### Prompt A:
Decide whether each statement agrees with the Kmart real estate report: (i) Kmart sold fewer than 100 stores to Sears and The Home Depot; (ii) the stores sold to Home Depot were in areas with average household incomes above $70,000; (iii) Kmart has 1400 stores remaining. Answer yes or no for each and quote the deciding words of the report.

### Document extract:
..........

A report in The Chicago Tribune says that most of Kmart’s came from the company’s stock, which soared in the summer after the retailer announced the sale of fewer than 100 Kmart stores to Sears and The Home Depot (Atlanta) for as much as $910 million. That amount exceeded the value placed on all the company’s real estate in bankruptcy court.

But a Tribune analysis of Kmart’s remaining 1400 stores indicates that Kmart’s real estate may be far less valuable than Wall Street thinks. The Kmart stores sold to Home Depot and Sears were located in more affluent communities than the average Kmart store, the Tribune analysis shows. For instance, the stores sold to Home Depot were located in areas with average household incomes of almost $65,000. Kmart’s remaining stores are found in places where the average household income is below $52,000.

..........

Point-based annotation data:
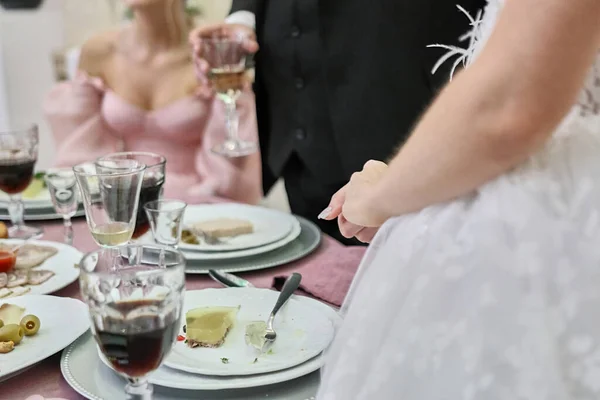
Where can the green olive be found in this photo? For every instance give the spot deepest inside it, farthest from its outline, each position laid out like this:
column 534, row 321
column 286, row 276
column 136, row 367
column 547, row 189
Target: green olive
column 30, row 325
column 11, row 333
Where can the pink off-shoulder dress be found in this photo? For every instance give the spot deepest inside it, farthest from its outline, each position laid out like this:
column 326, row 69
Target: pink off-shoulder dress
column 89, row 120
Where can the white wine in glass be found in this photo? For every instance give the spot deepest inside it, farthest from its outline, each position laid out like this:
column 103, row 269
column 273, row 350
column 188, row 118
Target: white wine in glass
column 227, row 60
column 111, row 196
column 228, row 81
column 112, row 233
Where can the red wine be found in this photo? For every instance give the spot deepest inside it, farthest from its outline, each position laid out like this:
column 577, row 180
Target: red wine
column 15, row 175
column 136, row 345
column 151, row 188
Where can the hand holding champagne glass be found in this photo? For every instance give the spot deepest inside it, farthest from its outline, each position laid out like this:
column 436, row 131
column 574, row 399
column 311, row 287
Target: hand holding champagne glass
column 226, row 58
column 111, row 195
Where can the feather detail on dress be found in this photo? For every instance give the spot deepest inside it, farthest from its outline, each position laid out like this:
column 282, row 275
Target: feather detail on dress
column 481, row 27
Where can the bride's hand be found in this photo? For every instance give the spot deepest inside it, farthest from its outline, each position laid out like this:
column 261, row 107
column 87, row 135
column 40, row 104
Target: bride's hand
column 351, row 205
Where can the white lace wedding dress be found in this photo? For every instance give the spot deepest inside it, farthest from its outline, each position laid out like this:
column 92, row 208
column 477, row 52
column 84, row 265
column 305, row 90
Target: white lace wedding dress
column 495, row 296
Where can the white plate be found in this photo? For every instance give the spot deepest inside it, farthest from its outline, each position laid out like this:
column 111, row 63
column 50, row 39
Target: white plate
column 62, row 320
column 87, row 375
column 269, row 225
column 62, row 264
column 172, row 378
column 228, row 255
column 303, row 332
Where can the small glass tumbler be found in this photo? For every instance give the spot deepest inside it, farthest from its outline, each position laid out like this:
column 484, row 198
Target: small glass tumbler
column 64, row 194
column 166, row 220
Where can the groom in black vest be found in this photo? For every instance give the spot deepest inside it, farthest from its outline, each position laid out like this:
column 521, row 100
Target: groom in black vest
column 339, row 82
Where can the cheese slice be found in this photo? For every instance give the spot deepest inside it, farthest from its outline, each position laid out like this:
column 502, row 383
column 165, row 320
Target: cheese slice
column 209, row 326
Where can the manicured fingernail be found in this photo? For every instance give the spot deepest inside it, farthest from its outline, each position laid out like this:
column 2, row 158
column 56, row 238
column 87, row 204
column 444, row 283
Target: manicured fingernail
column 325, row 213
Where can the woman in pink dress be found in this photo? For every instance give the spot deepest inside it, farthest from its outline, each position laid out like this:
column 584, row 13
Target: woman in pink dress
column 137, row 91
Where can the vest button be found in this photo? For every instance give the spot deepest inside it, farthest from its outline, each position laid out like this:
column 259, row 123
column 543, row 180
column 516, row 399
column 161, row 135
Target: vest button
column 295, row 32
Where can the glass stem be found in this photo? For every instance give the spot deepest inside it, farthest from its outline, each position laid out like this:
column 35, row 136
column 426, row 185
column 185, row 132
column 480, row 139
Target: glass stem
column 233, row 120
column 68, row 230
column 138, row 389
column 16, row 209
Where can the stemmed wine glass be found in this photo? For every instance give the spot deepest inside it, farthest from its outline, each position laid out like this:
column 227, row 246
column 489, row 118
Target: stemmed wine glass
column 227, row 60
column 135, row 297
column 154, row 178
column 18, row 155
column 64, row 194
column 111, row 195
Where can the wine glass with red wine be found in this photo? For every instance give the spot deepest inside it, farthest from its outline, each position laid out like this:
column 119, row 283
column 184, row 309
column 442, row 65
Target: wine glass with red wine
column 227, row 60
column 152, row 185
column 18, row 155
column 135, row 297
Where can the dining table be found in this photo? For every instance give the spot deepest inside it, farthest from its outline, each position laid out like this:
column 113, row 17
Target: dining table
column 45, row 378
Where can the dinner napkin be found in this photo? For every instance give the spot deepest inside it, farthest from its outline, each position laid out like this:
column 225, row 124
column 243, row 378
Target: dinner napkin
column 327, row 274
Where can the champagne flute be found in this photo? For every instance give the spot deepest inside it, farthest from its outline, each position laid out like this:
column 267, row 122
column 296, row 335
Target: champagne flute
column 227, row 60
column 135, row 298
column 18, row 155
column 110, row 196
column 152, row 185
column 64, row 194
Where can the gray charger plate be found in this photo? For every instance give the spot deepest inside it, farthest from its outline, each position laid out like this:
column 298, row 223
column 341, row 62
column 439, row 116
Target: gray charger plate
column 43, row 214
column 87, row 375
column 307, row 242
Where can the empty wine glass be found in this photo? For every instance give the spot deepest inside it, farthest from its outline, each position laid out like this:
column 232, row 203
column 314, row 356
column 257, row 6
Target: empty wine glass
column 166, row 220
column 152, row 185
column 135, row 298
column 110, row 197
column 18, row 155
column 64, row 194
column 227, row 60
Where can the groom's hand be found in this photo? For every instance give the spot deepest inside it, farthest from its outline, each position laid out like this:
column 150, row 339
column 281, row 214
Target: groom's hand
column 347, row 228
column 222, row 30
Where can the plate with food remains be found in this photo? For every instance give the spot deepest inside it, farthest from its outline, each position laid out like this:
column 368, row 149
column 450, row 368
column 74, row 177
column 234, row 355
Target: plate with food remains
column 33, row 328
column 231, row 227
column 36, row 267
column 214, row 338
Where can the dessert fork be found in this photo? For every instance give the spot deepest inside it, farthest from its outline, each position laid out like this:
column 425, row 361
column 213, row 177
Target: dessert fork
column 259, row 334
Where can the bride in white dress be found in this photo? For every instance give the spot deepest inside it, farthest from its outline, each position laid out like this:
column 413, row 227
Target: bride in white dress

..........

### Prompt B:
Quote the part of the records that opens at their very start and closes with the line containing "Target: green olive", including both ends. Leave the pictures out.

### Correct response A:
(i) Yes: "announced the sale of fewer than 100 Kmart stores to Sears and The Home Depot (Atlanta) for as much as $910 million"
(ii) No: "the stores sold to Home Depot were located in areas with average household incomes of almost $65,000"
(iii) Yes: "Kmart’s remaining 1400 stores"

### Correct response B:
Where can the green olive be found in this photo? For every instance give the spot deepest inside it, farthest from its outline, each position laid out like this:
column 534, row 321
column 286, row 276
column 136, row 367
column 547, row 189
Target: green olive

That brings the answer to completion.